[Object position labeling entries]
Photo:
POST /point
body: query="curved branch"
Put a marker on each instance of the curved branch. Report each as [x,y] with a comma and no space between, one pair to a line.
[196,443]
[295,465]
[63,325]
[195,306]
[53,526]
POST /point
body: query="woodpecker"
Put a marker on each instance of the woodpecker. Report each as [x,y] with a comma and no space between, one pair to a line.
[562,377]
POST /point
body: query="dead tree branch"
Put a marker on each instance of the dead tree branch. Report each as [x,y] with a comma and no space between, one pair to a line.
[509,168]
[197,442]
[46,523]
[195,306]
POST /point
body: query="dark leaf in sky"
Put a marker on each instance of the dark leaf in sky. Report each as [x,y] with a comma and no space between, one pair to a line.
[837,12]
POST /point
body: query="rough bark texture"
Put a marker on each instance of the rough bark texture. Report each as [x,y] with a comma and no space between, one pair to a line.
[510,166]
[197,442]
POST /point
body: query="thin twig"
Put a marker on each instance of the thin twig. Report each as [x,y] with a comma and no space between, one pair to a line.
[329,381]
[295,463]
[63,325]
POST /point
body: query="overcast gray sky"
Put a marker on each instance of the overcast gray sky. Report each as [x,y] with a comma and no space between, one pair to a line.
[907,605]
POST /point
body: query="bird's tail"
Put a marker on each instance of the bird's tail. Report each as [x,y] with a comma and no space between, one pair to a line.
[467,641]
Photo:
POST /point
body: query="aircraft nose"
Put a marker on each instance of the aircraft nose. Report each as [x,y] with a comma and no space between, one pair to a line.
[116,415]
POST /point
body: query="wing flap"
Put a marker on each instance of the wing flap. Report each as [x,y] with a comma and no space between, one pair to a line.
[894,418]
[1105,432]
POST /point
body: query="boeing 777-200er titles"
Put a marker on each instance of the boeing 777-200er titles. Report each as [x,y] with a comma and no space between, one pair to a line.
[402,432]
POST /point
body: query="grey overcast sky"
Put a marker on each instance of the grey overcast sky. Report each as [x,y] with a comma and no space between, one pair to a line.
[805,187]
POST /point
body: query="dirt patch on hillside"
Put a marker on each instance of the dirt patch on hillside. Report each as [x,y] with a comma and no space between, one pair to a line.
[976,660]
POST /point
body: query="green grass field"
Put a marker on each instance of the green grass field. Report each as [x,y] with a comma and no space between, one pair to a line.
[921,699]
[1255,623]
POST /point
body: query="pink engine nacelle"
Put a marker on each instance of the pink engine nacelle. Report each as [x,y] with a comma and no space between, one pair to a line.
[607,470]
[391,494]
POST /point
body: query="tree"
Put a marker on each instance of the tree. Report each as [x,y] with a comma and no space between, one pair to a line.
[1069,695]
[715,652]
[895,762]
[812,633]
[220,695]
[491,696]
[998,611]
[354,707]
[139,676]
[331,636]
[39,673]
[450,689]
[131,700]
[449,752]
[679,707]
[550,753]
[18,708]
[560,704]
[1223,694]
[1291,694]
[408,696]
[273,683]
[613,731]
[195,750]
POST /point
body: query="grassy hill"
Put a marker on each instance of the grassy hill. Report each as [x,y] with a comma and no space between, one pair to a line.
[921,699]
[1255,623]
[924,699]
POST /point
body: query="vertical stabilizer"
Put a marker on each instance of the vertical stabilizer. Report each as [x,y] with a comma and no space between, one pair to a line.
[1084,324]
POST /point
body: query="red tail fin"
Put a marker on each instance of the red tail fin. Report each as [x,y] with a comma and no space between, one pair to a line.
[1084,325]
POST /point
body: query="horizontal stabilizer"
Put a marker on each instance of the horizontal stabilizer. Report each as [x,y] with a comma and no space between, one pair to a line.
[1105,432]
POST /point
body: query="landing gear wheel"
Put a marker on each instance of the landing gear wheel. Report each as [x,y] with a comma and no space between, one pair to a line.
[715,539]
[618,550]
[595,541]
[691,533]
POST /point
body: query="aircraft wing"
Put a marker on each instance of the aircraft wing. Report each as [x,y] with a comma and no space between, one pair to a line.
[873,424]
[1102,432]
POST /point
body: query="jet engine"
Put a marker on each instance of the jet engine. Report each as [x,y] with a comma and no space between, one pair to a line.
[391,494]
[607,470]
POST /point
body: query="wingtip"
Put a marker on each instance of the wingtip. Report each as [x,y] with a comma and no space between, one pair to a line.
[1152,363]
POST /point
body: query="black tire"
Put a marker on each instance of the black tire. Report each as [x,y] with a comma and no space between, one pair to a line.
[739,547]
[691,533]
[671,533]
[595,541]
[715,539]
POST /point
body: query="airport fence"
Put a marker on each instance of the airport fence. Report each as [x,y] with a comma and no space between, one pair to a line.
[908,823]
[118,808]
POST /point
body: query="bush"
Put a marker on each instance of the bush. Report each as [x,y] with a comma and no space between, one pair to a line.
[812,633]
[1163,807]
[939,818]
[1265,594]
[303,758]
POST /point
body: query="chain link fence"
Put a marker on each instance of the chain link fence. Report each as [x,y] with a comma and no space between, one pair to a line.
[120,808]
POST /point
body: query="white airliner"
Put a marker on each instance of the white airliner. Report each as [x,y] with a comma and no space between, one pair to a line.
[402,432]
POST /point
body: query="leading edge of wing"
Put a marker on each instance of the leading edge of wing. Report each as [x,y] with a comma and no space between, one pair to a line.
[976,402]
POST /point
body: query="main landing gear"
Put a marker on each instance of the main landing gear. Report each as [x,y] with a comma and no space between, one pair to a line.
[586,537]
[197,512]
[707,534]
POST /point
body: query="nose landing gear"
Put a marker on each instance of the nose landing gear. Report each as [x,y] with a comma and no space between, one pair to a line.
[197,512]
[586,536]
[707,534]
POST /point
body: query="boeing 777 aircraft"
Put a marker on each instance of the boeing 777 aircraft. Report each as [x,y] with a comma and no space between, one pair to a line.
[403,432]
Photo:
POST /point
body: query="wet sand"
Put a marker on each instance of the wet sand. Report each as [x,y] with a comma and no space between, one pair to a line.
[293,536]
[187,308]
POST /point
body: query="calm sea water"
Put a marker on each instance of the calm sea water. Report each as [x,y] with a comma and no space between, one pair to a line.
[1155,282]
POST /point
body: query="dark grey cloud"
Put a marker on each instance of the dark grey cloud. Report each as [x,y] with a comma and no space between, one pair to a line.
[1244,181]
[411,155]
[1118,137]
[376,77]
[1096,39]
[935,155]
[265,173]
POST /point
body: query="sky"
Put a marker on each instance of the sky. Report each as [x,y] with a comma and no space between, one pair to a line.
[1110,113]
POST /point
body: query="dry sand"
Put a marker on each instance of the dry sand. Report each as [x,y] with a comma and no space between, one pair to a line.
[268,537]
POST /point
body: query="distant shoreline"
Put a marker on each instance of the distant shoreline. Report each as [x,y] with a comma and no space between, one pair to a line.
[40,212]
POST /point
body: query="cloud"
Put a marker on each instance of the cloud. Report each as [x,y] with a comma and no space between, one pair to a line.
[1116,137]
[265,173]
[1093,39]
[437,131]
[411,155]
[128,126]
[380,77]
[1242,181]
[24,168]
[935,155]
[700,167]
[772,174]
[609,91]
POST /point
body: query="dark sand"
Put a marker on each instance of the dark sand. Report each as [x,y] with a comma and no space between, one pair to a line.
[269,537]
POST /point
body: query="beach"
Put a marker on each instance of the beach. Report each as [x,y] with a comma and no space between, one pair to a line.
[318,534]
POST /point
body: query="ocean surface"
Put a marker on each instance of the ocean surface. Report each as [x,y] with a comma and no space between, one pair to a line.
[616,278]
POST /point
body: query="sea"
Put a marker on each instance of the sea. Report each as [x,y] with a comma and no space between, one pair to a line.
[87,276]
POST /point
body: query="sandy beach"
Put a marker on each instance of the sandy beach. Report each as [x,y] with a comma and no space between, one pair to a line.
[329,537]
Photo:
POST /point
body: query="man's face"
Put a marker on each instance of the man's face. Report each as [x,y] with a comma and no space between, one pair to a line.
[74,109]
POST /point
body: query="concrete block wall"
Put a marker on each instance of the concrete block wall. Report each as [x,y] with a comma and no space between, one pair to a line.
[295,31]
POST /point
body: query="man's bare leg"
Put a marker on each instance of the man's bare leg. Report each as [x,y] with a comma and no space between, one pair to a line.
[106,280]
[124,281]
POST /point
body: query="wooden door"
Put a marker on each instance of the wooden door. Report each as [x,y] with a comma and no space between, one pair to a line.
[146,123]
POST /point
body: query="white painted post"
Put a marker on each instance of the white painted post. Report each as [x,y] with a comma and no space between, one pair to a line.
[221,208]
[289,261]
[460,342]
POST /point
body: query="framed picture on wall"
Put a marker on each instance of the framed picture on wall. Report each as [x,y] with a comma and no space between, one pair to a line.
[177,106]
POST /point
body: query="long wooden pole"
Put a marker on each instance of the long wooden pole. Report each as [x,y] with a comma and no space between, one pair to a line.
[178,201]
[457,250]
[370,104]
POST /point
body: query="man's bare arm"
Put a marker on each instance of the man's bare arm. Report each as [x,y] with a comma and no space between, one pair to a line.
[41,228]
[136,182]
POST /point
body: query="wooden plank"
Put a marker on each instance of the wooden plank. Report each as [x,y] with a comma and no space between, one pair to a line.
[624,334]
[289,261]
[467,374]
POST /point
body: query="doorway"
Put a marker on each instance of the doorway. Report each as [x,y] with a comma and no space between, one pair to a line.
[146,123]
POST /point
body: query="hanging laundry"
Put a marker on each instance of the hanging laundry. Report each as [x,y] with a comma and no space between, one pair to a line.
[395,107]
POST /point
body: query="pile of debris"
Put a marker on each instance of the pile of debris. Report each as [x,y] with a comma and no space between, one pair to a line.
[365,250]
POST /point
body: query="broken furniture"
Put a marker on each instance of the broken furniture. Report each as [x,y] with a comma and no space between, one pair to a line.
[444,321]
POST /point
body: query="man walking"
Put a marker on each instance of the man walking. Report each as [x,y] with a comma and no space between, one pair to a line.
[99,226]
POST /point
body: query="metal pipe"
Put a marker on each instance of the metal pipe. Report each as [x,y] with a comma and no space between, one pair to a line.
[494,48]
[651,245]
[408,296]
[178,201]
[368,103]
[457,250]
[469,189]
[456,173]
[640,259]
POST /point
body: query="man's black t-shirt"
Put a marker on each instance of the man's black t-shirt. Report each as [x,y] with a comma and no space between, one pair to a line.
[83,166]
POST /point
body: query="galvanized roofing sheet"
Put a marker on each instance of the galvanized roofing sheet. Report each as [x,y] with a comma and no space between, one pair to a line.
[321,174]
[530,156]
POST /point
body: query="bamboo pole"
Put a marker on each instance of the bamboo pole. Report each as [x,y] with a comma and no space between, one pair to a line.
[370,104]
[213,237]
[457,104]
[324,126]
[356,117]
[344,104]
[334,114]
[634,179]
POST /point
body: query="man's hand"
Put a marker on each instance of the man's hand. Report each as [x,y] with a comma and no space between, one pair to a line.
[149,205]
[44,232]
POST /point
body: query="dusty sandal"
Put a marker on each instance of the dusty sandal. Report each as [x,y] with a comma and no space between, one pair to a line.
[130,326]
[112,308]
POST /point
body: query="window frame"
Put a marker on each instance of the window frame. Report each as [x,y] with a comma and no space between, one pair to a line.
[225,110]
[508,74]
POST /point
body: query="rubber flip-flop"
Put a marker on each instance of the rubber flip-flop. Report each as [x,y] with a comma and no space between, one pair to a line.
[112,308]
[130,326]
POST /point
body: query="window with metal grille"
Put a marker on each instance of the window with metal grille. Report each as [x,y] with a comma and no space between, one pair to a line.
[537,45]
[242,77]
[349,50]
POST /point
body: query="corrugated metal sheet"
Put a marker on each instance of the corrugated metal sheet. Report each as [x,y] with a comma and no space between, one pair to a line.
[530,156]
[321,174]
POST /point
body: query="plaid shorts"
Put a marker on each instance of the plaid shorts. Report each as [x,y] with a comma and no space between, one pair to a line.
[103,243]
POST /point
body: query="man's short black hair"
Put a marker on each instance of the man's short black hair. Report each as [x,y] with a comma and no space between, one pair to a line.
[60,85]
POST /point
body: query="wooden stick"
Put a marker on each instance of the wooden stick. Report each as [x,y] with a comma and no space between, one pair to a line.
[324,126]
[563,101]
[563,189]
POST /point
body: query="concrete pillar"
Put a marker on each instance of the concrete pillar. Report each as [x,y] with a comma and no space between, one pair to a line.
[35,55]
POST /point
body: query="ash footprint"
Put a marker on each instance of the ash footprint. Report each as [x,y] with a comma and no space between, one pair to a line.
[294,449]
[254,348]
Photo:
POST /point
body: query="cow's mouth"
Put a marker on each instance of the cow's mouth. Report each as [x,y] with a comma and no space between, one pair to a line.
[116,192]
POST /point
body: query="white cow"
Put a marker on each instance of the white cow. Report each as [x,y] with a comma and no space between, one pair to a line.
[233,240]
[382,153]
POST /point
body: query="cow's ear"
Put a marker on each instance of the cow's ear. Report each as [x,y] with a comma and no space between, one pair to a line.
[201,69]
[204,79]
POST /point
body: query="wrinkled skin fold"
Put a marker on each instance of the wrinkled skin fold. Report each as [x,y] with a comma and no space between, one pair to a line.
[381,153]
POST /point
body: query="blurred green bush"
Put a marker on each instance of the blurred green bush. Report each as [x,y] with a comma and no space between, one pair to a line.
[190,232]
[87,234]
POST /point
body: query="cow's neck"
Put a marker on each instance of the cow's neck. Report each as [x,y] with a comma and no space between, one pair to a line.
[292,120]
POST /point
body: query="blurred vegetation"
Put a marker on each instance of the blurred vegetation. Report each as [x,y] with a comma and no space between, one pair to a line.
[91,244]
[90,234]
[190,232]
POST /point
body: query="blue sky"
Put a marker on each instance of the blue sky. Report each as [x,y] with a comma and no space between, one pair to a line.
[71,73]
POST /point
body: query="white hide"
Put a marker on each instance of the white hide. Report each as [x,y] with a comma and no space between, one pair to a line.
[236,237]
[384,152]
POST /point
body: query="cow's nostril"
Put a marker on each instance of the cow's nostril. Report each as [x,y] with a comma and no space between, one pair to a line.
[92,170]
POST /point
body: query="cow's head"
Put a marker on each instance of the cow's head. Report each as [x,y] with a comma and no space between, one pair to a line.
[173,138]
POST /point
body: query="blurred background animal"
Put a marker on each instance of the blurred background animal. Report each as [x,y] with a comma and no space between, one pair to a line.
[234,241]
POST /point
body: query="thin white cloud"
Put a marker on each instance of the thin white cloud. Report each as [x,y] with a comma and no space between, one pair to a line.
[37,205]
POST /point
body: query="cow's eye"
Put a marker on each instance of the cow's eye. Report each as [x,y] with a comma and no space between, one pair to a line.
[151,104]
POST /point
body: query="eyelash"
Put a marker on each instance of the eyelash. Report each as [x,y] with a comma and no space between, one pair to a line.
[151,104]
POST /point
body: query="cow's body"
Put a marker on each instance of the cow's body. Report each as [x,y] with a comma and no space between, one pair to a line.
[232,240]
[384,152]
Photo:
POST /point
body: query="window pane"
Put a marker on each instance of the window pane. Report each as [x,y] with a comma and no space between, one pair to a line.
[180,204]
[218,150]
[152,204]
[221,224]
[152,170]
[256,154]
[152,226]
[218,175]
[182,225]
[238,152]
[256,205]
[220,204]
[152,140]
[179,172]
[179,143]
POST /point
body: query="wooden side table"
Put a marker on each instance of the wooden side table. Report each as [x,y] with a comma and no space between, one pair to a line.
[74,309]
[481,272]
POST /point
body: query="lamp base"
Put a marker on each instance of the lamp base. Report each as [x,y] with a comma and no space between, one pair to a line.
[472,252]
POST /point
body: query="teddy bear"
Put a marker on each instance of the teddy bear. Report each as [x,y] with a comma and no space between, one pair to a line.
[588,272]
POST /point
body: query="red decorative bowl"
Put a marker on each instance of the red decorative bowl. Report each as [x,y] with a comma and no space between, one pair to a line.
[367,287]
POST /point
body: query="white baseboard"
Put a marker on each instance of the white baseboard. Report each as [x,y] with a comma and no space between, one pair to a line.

What the exercise asks:
Please count the lines in the rows above that contain the string "leaf". Give only the number.

Finished answer:
2